Dans son livre Réinventig organizations, Frédéric Laloux veut contribuer à des relations plus participatives ou collaboratives et davantage horizontales que verticales dans le monde de l’entreprise. Il classe les différents modèles d’organisation et leur donne une couleur : le rouge pour l’autorité forte, l’ambre pour les structures pyramidales rigides et stables, qui répètent toujours le passé, l’orange pour le modèle méritocratique, le vert pour le type plus familial et l’opale pour celles fondées sur la valorisation de la contribution de chacun tout en permettant des prises de décision efficaces, la résolution de conflits et une centration sur les objectifs fondamentaux.
L’Église ne devrait-elle pas prendre exemple sur le modèle opale et renoncer au fonctionnement rouge ou ambre qui ressemble si peu à ce que Jésus présente dans l’Évangile ? Qu’on se souvienne du Lavement des pieds (Jean 13, 1-17), épisode propre à Jean mais qui trouve un quasi un correspondant dans l’évangile de Luc, situé aussi le Jeudi, veille de la mort du Christ. Je ne peux m’empêcher de le citer. Jésus vient de partager le pain et le vin en signe de sa mort prochaine et d’annoncer la trahison de Jésus. Voici ce qui suit immédiatement :
24 Ils [les apôtres] en arrivèrent à se quereller : lequel d’entre eux, à leur avis, était le plus grand ?
25 Mais il leur dit : « Les rois des nations les commandent en maîtres, et ceux qui exercent le pouvoir sur elles se font appeler bienfaiteurs.
26 Pour vous, rien de tel ! Au contraire, que le plus grand d’entre vous devienne comme le plus jeune, et le chef, comme celui qui sert.
27 Quel est en effet le plus grand : celui qui est à table, ou celui qui sert ? N’est-ce pas celui qui est à table ? Eh bien moi, je suis au milieu de vous comme celui qui sert(7).
Il semblerait que l’Église des premiers siècles ait fonctionné selon cette dynamique opale. De nombreux passages évangéliques en sont la trace. Vint le tournant constantinien (313) et surtout celui de Théodose qui érigea le christianisme en religion d’État (380). L’Église s’est alors mise à fonctionner à la manière de l’empire, surtout lorsque celui-ci s’effondra et qu’elle prit le relais. Au XIe siècle, la réforme grégorienne(8) quadrilla tout le territoire selon le modèle hiérarchique, soumettant chaque chrétien à un curé lui-même soumis à son évêque, celui-ci relevant du pape. Ainsi une société parallèle, une societas perfecta, parce que d’origine divine, se constituait et a perduré jusqu’à son effondrement actuel(9). En Europe, en effet, la désertion connaît aujourd’hui une ampleur sans précédent. Les fidèles quittent l’Église de leur enfance et les baptêmes des adultes sont loin de compenser(10).

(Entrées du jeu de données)

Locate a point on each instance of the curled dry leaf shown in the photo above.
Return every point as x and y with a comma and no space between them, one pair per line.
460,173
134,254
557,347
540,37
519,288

**Tâches à réaliser**
- A) Reprenez toutes les lignes du jeu de données, consignes comprises, en ajoutant -24 à chaque coordonnée des réponses.
- B) Rédigez la suite du texte sur l'Église et le modèle opale, à partir de sa dernière phrase.
Le texte et les lignes proviennent de sources distinctes.

**Résultats par tâche**
- A)
Locate a point on each instance of the curled dry leaf shown in the photo above.
Return every point as x and y with a comma and no space between them, one pair per line.
436,149
110,230
533,323
516,13
495,264

- B)
L’Église semble encore fonctionner de manière autarcique, mais tourne de plus en plus à vide. Les pratiquants de jadis se font absents. Si l’on estimait à 42% dans les années 60 le nombre de pratiquants hebdomadaires, on parle actuellement de 3% au moins une fois pas mois. Nos contemporains croient de moins en moins — « Je crois que je ne crois plus ». Les jeunes particulièrement ne prennent pas le relais. Ils ne se retrouvent pas dans le langage chrétien et ne sentent plus appartenir à l’Église, sauf quelques cercles identitaires, opérant un retour à la tradition. Leurs solidarités sont ailleurs. Ils ont appris à être heureux sans Dieu. En Belgique, selon une étude franco-britannique récente (2018) sur les jeunes de 16 à 29 ans, ils seraient 22% à se dire catholiques, dont seulement 2% de pratiquants. En France, 64% se déclarent sans religion.
À l’occasion de l’affaire « Barbarin (11)», on commence à percevoir que les dérapages du personnel ecclésiastique relèvent de la juridiction civile et pas seulement de celle de l’Église. Les chrétiens aspirent à une autre Église : « La vraie attente des chrétiens du XXIe siècle n’est-ce pas plutôt : la participation, la cogestion, l’égalité, la non-discrimination entre “simples” baptisés et baptisés ordonnés(12)… ? ». Le théologien Yves Congar : « Tout ce qui concerne les chrétiens devrait être décidé avec eux. »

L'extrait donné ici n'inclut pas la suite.